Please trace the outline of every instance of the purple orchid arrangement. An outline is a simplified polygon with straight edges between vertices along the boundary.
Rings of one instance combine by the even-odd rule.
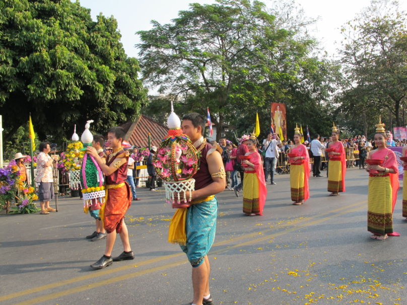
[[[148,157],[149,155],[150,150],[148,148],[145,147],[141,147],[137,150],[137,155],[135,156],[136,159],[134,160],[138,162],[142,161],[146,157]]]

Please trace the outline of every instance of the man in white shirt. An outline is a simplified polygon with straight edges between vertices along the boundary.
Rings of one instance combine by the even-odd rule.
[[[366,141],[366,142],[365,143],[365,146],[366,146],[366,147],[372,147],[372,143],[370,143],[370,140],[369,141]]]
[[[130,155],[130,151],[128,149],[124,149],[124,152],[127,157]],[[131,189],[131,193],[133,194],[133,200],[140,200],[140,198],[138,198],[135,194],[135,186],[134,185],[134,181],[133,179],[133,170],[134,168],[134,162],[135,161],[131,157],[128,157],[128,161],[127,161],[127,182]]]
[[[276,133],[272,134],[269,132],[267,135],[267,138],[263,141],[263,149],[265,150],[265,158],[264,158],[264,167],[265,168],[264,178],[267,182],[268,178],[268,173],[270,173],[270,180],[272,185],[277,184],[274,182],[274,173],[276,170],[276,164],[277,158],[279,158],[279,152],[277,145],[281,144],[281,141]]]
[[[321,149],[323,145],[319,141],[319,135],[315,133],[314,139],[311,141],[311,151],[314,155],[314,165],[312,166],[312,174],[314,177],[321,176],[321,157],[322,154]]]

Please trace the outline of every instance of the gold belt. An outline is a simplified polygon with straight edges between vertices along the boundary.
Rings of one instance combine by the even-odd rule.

□ □ □ □ □

■ **Task to complete**
Recast every line of the items above as a numbered list, omitting blank lines and the pictures.

■ **Answer to the task**
1. Please trace the outline of every instance of the purple orchid arrangement. An outline is a simplified polygon with straight edges between vertices along the boundary.
2. Rings of one instance combine by the even-odd rule.
3. [[[148,157],[149,155],[150,150],[148,148],[145,147],[141,147],[137,150],[137,155],[135,156],[136,159],[134,160],[138,162],[142,161],[146,157]]]
4. Please trace the outline of every instance of the man in white shirt. An outline is a simplified polygon with straight edges between vertices along the boundary.
5. Rings of one instance combine by the even-odd rule.
6. [[[366,141],[366,142],[365,143],[365,146],[366,146],[366,147],[372,147],[372,143],[370,143],[370,140],[369,141]]]
7. [[[130,155],[130,151],[128,149],[124,149],[124,152],[127,157]],[[131,189],[131,193],[133,194],[133,200],[140,200],[140,198],[138,198],[135,194],[135,186],[134,185],[134,181],[133,179],[133,170],[134,168],[134,162],[135,161],[131,157],[128,157],[128,161],[127,161],[127,182]]]
8. [[[276,133],[272,134],[269,132],[267,135],[267,138],[263,141],[263,149],[265,150],[265,158],[264,158],[264,167],[265,168],[264,178],[267,182],[268,178],[268,173],[270,173],[270,180],[272,185],[277,184],[274,182],[274,173],[276,170],[276,164],[277,158],[279,158],[279,152],[277,145],[281,144],[281,141]]]
9. [[[321,149],[323,145],[319,141],[319,135],[315,133],[314,139],[311,141],[311,151],[314,155],[314,165],[312,166],[312,174],[314,177],[321,176],[321,157],[322,154]]]
10. Please trace the outline of every instance of the gold belt. An outline is a simplified polygon with straight edges between vertices along the boundary.
11. Rings of one instance combine by the even-odd rule.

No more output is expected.